The exercise: How many lines below contain the string "brown"? Matching is case-sensitive; reply with the number alone.

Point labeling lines

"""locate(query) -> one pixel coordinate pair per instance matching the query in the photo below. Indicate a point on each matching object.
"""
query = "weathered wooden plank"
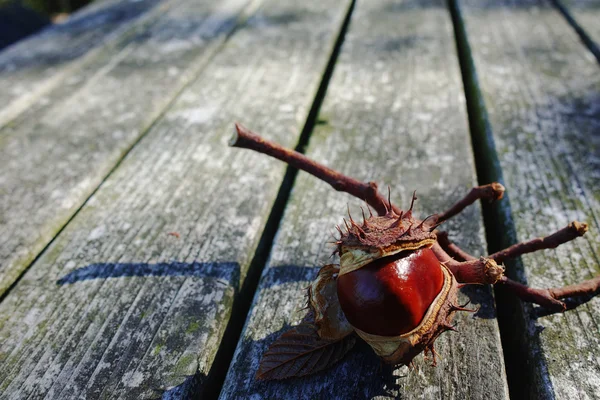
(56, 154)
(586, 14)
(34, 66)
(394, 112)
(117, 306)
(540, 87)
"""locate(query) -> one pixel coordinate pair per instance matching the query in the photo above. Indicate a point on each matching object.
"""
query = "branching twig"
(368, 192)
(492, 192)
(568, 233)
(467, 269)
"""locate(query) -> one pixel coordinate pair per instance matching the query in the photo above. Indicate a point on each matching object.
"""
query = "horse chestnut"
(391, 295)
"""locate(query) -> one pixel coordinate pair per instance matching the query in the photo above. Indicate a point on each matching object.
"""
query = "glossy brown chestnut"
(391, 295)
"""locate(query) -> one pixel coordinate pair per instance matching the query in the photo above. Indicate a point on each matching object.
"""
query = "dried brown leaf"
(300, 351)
...
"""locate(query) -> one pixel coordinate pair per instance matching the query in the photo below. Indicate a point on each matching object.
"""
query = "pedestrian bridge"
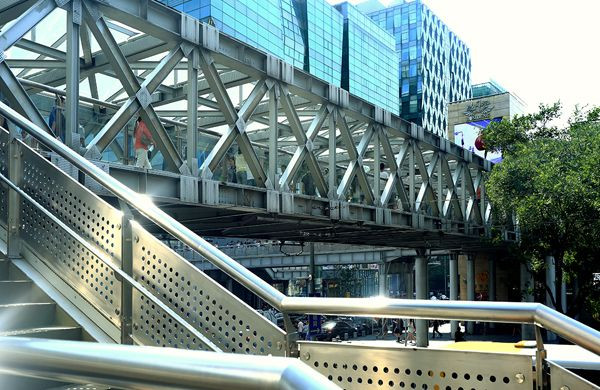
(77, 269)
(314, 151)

Task output: 2